- **Task to complete**: Please rewrite the items below, switching "Target" to "Object" and leaving everything else unchanged.

- **Data records**:
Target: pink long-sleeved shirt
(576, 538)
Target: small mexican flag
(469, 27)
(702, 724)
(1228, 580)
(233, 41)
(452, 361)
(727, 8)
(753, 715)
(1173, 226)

- **Task response**:
Object: pink long-sleeved shirt
(576, 538)
Object: small mexican flag
(469, 27)
(702, 724)
(1228, 580)
(233, 41)
(452, 361)
(727, 8)
(753, 715)
(1173, 226)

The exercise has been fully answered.